→ **TASK TO CARRY OUT**: Search the material for the string "white", then show every line where it turns up.

####################

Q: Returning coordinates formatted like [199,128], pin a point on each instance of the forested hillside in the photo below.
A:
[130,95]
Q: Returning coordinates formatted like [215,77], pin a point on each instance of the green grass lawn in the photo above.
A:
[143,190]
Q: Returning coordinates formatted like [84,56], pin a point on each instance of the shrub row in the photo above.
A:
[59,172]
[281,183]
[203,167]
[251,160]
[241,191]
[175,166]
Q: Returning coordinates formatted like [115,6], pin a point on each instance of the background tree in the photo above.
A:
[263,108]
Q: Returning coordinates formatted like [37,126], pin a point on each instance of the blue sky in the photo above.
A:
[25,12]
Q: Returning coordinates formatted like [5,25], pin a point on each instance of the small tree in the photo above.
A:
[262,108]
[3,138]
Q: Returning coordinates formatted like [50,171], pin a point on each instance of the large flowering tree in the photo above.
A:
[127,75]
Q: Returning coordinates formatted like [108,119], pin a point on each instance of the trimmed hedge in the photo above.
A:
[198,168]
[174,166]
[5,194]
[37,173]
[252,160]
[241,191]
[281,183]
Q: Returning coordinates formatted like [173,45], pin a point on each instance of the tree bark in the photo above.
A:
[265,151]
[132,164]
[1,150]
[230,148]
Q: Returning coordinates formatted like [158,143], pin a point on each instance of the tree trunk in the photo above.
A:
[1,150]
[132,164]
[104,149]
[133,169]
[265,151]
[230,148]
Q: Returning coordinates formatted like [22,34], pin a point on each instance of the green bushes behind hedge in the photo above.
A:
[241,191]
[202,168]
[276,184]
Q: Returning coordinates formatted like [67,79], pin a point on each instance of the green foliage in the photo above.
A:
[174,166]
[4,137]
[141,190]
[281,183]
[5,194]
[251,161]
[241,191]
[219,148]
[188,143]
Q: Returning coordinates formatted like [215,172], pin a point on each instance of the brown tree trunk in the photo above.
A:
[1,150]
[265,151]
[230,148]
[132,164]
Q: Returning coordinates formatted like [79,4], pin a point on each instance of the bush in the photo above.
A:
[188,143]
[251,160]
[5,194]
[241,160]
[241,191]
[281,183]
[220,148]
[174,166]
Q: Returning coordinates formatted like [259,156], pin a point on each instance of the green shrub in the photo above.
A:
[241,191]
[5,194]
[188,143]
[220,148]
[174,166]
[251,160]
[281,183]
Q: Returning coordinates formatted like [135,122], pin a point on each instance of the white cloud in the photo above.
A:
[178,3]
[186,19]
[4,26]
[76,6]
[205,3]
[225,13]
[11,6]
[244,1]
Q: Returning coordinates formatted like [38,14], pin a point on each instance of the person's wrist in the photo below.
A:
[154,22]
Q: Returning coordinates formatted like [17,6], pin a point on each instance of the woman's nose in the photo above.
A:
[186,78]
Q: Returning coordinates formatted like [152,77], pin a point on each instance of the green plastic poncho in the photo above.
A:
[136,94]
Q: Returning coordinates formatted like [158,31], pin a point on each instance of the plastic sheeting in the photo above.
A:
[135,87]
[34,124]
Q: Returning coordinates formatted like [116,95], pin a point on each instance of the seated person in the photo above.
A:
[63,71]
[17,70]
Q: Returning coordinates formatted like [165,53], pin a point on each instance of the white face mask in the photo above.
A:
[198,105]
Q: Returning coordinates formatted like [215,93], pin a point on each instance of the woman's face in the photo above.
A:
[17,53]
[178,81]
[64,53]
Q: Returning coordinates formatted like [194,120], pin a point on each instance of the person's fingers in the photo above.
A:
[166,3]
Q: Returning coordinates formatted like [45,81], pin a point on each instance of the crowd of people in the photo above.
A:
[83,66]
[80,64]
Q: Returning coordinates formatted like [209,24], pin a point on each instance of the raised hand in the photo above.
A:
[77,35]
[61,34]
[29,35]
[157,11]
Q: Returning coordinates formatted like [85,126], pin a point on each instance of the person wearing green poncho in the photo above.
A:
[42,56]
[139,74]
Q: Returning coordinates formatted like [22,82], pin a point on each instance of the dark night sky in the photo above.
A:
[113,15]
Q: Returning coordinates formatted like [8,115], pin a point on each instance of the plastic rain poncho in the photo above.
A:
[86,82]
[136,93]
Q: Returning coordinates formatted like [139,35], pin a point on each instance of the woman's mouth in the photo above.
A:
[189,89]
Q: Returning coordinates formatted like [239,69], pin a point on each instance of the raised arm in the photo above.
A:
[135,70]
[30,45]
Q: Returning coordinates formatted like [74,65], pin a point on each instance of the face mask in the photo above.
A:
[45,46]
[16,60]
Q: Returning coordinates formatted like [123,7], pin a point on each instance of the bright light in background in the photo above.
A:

####################

→ **TASK OUTPUT**:
Q: Returning coordinates formatted like [135,122], pin a point on each instance of the white cloud in the photo above.
Q: Returning coordinates formatted like [165,53], pin a point on each instance of the white face mask in the photo above.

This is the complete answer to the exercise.